Three officials of the West Akyem District Mutual Health Insurance Scheme (MHIS) have been interdicted on the orders of the District Chief Executive (DCE), Mr Kwabena Sintim-Aboagye, for alleged financial irregularities.
The suspects are Samuel Dankwah, the Management Information Systems Manager, Stephen Odame, the Public Relations Officer (PRO), and Ben Acquaah, the Claims Manager, who also acted as the Scheme Manager from October 2006 to April 2007.
Apart from their interdiction, the suspects have also been handed over to the Asamankese police to assist in investigations into the matter.
A fourth accomplice, Stephen Frimpong, an agent of the scheme who was the prime suspect, has also been remanded in prison custody for two weeks by the Asamankese Circuit Court presided over by Mr. Kofi Akrowiah.
Briefing the Daily Graphic in Asamankese, the Chairman of the Board of Directors of the scheme, Mr Emmanuel Aboagye-Boye said the management of the scheme realised that claims from the service providers had gone up so astronomically that the hospitals had withdrawn their services.
He said they became apprehensive and suspicious so they reported the matter to the National Health Insurance Council (NHIS) in Accra and also sought its financial assistance to run the scheme.
Mr Aboagye-Boye stated that during the crisis, the scheme management reported to the DCE that the hospitals had refused to attend to clients because the scheme was indebted to them.
He said the DCE advised the management to submit the returns to the NHIC personally for verification, where it was detected that the registration figures from Asamankese were higher than what the council had in Accra.
Mr Aboagye-Boye stated that from that time, the management became alert and conducted thorough investigations into the matter.
He said the investigations revealed that people were fictitiously being registered and issued with identity cards without paying any premium, yet they enjoyed the benefits from the various service providers, namely hospitals, clinics, pharmacy shops and chemical sellers.

**Extracted records:**
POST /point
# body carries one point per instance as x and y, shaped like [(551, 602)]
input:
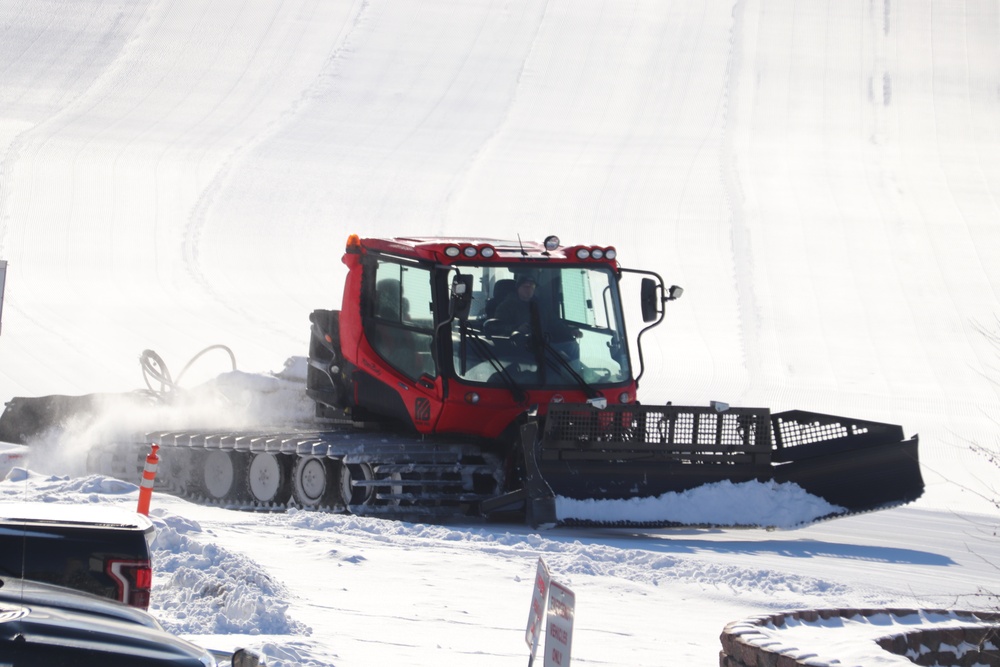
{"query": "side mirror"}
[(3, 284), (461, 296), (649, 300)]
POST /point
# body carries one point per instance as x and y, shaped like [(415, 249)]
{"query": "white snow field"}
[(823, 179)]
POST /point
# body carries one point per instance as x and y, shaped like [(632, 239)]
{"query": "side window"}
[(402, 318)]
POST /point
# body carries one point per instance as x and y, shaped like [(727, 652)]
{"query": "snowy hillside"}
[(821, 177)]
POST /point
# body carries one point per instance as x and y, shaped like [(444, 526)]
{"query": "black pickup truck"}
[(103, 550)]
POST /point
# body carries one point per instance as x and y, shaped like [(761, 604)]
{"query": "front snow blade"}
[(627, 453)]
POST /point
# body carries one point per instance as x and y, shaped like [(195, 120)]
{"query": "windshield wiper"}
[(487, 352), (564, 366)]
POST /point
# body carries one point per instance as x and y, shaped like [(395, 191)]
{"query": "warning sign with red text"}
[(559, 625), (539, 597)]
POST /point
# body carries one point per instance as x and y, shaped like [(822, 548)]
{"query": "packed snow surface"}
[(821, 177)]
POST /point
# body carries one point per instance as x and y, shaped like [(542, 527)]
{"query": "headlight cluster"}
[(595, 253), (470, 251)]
==
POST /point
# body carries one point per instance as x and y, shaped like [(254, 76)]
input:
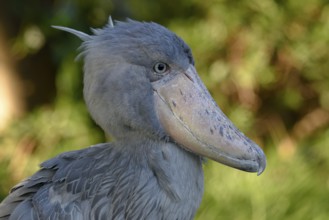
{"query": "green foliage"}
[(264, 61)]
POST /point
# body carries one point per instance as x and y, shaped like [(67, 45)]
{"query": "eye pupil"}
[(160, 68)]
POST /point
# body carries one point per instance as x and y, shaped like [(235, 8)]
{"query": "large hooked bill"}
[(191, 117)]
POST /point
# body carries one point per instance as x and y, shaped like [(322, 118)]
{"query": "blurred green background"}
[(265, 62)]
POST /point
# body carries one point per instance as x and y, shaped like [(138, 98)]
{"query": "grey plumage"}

**Complete the following:**
1 > How would you put this sentence from the article on the health insurance scheme into Spanish: "Apart from their interdiction, the suspects have also been handed over to the Asamankese police to assist in investigations into the matter."
2 > Carry on the article about the West Akyem health insurance scheme, picking up right after its final sentence.
The items come from a separate, unrelated source.

**Answers provided:**
1 > Además de su suspensión, los sospechosos también han sido entregados a la policía de Asamankese para colaborar en las investigaciones sobre el asunto.

2 >
According to him, it was detected that only 37,000 out of the total of 58,000 registered clients were captured on the NHIC computers in Accra, resulting in the loss of more than ¢900 million in the form of support from the council.
According to Mr Aboagye-Boye, someone who claimed to be an accident victim discharged from the Koforidua Saint Joseph's Hospital, managed to claim ¢8 million from the scheme after obtaining a fake ID card.
He cited another incident when a pregnant woman possessing a fake identity card, fruitlessly attempted to claim ¢32 million, after producing a report from the Akwatia Saint Dominic's Hospital, where she claimed to have been admitted.
Mr Aboagye-Boye stated that in the course of the investigations, the management of the scheme invited Frimpong for questioning during which he admitted engaging in fishy deals and mentioned Dankwah, Odame and Acquaah as accomplices.
Meanwhile, the West Akyem District Assembly has contracted a Koforidua-based external auditing company, Inter-Class Associated Limited, to conduct full-scale auditing into the activities of the scheme, to ascertain the actual amount the scheme had lost as a result of the irregularities.